**STATED TASK**
Could you reproduce the listing below with "in this photo" swapped for "in this image" wherever it occurs and everything else unchanged? Leave the pictures out of your answer.

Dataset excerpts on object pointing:

========================================

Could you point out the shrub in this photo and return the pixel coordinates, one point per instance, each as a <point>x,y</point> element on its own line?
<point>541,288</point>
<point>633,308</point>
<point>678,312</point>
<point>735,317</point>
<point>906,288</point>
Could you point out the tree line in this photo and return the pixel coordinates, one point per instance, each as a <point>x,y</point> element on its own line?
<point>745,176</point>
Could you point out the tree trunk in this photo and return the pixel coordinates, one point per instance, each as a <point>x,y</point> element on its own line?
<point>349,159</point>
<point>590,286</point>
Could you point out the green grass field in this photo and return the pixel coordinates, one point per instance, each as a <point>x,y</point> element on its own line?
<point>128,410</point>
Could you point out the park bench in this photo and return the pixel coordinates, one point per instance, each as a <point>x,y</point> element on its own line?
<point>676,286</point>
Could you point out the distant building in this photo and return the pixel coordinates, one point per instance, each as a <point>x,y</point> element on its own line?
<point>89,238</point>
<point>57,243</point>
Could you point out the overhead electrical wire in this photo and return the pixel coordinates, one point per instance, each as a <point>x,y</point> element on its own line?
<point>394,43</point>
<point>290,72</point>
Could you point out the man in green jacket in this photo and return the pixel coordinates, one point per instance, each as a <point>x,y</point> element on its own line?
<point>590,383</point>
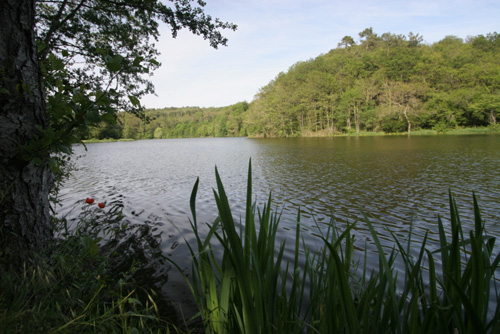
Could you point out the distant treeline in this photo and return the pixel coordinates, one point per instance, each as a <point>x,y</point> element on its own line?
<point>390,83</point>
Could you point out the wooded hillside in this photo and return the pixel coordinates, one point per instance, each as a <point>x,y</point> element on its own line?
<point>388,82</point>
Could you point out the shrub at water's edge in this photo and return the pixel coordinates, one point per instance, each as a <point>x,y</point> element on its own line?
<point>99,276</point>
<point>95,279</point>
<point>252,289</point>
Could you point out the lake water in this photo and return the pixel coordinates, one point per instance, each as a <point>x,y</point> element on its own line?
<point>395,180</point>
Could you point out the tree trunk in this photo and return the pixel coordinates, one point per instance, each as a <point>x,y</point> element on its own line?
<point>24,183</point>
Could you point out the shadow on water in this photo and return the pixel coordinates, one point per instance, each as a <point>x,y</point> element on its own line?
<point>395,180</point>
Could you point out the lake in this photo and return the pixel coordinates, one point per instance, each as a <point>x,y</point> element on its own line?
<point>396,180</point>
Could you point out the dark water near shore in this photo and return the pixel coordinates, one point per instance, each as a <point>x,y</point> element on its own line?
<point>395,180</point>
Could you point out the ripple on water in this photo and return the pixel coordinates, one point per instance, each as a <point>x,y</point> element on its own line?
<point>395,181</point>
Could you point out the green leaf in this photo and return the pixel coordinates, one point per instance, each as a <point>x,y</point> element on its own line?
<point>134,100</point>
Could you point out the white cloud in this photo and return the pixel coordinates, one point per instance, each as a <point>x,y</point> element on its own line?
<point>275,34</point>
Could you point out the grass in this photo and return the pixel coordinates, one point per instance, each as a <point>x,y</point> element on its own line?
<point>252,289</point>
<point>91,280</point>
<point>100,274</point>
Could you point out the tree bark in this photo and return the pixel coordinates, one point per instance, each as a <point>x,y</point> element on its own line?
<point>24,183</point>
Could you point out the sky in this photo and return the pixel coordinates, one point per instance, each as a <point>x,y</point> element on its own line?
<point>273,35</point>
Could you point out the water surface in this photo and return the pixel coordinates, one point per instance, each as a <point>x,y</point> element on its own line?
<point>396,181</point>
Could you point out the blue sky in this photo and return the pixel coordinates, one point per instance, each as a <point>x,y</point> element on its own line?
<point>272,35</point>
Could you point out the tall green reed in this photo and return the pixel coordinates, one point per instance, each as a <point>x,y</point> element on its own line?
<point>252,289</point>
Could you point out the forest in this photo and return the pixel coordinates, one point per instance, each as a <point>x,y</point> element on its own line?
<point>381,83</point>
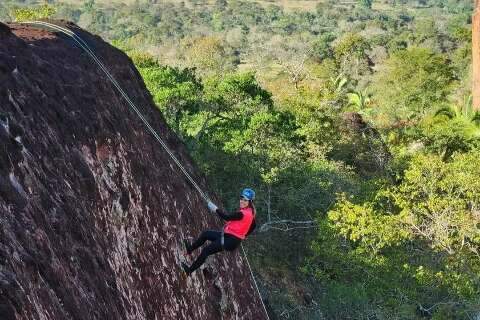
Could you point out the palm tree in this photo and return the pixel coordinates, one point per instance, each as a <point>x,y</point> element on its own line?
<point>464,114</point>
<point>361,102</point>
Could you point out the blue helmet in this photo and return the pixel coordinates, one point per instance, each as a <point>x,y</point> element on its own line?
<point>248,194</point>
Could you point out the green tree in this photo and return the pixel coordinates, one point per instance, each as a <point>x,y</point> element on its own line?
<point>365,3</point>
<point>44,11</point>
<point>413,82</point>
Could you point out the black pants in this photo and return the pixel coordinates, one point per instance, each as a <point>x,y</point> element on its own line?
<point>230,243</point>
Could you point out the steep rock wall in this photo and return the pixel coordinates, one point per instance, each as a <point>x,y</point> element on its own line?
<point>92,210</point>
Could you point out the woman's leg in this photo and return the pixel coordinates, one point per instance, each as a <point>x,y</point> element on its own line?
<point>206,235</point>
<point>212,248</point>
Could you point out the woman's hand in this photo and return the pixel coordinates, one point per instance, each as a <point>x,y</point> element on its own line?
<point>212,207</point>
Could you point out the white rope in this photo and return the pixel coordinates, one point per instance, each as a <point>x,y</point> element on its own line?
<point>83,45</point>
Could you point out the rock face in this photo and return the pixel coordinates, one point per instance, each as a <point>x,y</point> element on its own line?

========================================

**IN RESPONSE**
Could you point out the shrub in this image and return the pixel coordinates, one point per instance, each as a <point>x,y</point> element on its own line?
<point>541,288</point>
<point>633,308</point>
<point>678,312</point>
<point>735,317</point>
<point>906,288</point>
Could you point out the tree line in this image and return the pixel coordinates, one point per instance, each as a <point>x,y</point> element on its own line?
<point>745,176</point>
Could you point out the tree trunk in this image and return the pixel coordinates, one point per instance, each as a <point>x,y</point> element on its own line?
<point>349,159</point>
<point>590,286</point>
Could you point out the green grass field in this image and return the pixel coordinates, one point per instance, each as a <point>x,y</point> element on its own line?
<point>128,410</point>
Could you point out the park bench in this image and return the pixel coordinates, one point per instance, each as a <point>x,y</point> element on its own line?
<point>676,286</point>
Could you point out the distant building in this image and return the pixel coordinates, one point per instance, each as a <point>x,y</point> element on its own line?
<point>89,238</point>
<point>57,243</point>
Could you point out the overhead electrical wire in this image and return the pixel coordinates, one point per instance, each as a <point>x,y</point> element on its own line?
<point>394,43</point>
<point>290,72</point>
Could you point out the man in green jacket in this image and return the pixel coordinates, one point per instance, each as a <point>x,y</point> element on its own line?
<point>590,383</point>
Could you point out the distant treeline in this image and return the pixel coordinates, one point per instance, each as a <point>x,y</point> element on its own line?
<point>390,83</point>
Could you point out the wooded hillside in this image and return the pixel coordinates, one point per instance, each as a <point>x,y</point> element on its own line?
<point>388,82</point>
Could you point out the shrub at water's edge in this image and return the pixel coordinates, one point per instance, each as a <point>x,y</point> element on its own line?
<point>99,276</point>
<point>95,279</point>
<point>252,289</point>
Could you point out the lake water in this image and return the pixel coordinates, one point per instance, each as a <point>x,y</point> element on its own line?
<point>395,180</point>
Could you point out the tree trunk in this image and return the pixel coordinates, one point per instance, each as a <point>x,y</point> element on its own line?
<point>24,183</point>
Could you point out the shadow on water in this image and return the pixel coordinates, one point per instance, each as a <point>x,y</point> element on its own line?
<point>395,180</point>
Could you point out the lake in this image and return the pixel coordinates, one point per instance, each as a <point>x,y</point> element on its own line?
<point>396,180</point>
Could you point out the dark water near shore in this image and return the pixel coordinates, one point per instance, each as a <point>x,y</point> element on its own line?
<point>395,180</point>
Could you point out the ripple on water in this image and return the pixel coordinates, one point per instance, each as a <point>x,y</point> element on its own line?
<point>395,181</point>
Could you point out the green leaf in this image and return the pixel coordinates, one point per instance, each as a <point>x,y</point> element on its own line?
<point>134,100</point>
Could you point out the white cloud in this image and return the pixel coordinates, one point per instance, each as a <point>x,y</point> element on its own line?
<point>275,34</point>
Could you point out the grass in this image and return the pixel coordinates, one point per instance, each as a <point>x,y</point> element on its own line?
<point>252,289</point>
<point>91,280</point>
<point>100,274</point>
Could you point out the tree bark in this image and return the pixel coordinates, one point per instance, each as a <point>x,y</point> element on its own line?
<point>24,183</point>
Could you point out the sky in this image and return the pixel coordinates, one point per instance, each as a <point>x,y</point> element on its own line?
<point>273,35</point>
Could you point out the water surface in this image and return the pixel coordinates, one point per instance, each as a <point>x,y</point> element on its own line?
<point>396,181</point>
Could you point out the blue sky in this image and return the pixel coordinates, one point per instance, each as a <point>x,y</point> element on its own line?
<point>272,35</point>
Could you point out the tall green reed in this image and return the pixel coordinates, one point per instance, each as a <point>x,y</point> element on its own line?
<point>252,289</point>
Could you point out the forest in this image and return the pixel coordinates, one point per instance, each as a <point>x,y</point> element on its own line?
<point>381,83</point>
Could you point out the palm tree in this image and return the pixel coordinates, one point per instance, each as a <point>x,y</point> element on its own line?
<point>464,114</point>
<point>361,102</point>
Could you point out the blue helmet in this image and return the pixel coordinates, one point per instance, each as a <point>x,y</point> element on its own line?
<point>248,194</point>
Could you point out the green tree in this image and return the pixel coordinates, one point per instance, each as a <point>x,y</point> element on its own line?
<point>365,3</point>
<point>44,11</point>
<point>413,82</point>
Could you point out the black pants in this image and return the pixel coordinates, one point per instance, each as a <point>x,y</point> element on its own line?
<point>230,243</point>
Could you point out the steep rock wall in this image and return the pixel coordinates, one point per instance, each as a <point>x,y</point> element on its own line?
<point>92,210</point>
Could you point out the woman's leg in this image and return the pixel coordinates, one point per instance, each as a <point>x,y</point> element on its own line?
<point>206,235</point>
<point>212,248</point>
Could you point out the woman's hand in this image and return the pixel coordinates, one point per instance, each as a <point>x,y</point> element on its own line?
<point>212,207</point>
Could you point out the white rope in this image and return the pixel coordinates, one point per instance, each as a <point>x,y</point> element on its own line?
<point>83,45</point>
Could you point out the rock face in this image and return the pixel coordinates, one point per instance, each as a <point>x,y</point> element on its own line?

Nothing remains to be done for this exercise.